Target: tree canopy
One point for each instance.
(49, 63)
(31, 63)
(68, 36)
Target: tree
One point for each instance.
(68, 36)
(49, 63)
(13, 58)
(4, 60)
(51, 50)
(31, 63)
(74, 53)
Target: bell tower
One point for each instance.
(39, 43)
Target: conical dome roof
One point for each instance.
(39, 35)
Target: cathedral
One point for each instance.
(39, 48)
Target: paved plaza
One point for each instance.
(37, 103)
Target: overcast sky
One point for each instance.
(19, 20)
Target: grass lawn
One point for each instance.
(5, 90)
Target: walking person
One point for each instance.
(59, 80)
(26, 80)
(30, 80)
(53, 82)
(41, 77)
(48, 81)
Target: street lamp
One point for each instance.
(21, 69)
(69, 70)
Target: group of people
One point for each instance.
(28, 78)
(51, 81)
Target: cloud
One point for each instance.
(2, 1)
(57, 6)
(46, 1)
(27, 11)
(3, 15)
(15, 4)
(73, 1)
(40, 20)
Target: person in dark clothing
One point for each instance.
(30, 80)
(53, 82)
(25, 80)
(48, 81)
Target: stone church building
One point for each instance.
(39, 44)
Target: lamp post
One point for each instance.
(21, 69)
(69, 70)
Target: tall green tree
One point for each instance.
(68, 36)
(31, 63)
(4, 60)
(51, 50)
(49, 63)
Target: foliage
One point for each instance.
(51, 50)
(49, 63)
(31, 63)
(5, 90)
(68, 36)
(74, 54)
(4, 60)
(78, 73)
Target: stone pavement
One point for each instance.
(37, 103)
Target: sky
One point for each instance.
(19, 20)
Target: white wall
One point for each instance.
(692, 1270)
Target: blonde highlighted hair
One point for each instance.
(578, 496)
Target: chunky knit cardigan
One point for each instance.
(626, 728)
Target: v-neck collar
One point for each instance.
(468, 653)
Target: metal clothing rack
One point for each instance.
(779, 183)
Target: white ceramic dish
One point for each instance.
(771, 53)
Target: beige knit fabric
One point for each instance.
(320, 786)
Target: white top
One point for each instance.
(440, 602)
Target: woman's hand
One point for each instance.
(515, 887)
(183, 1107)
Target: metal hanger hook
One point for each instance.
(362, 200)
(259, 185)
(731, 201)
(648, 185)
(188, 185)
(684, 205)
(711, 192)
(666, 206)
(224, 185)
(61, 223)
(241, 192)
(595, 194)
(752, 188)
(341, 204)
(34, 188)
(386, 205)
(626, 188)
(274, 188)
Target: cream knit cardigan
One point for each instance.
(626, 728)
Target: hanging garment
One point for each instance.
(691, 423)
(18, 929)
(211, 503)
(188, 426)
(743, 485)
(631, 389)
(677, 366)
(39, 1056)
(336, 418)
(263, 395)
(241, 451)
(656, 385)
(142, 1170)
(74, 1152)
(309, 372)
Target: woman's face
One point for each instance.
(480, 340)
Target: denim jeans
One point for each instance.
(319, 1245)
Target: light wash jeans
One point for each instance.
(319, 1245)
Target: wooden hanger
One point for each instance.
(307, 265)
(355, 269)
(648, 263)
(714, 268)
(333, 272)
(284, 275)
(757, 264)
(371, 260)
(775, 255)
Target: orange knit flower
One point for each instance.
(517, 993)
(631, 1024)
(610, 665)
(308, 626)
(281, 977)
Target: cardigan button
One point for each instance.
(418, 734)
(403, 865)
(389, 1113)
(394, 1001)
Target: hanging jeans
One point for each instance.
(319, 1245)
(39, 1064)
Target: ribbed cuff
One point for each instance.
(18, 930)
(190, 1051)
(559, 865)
· · ·
• WHAT YOU ARE ASKED TO DO
The answer must be a single number: how many lines in the data contain the string "knit"?

• RESPONSE BELOW
4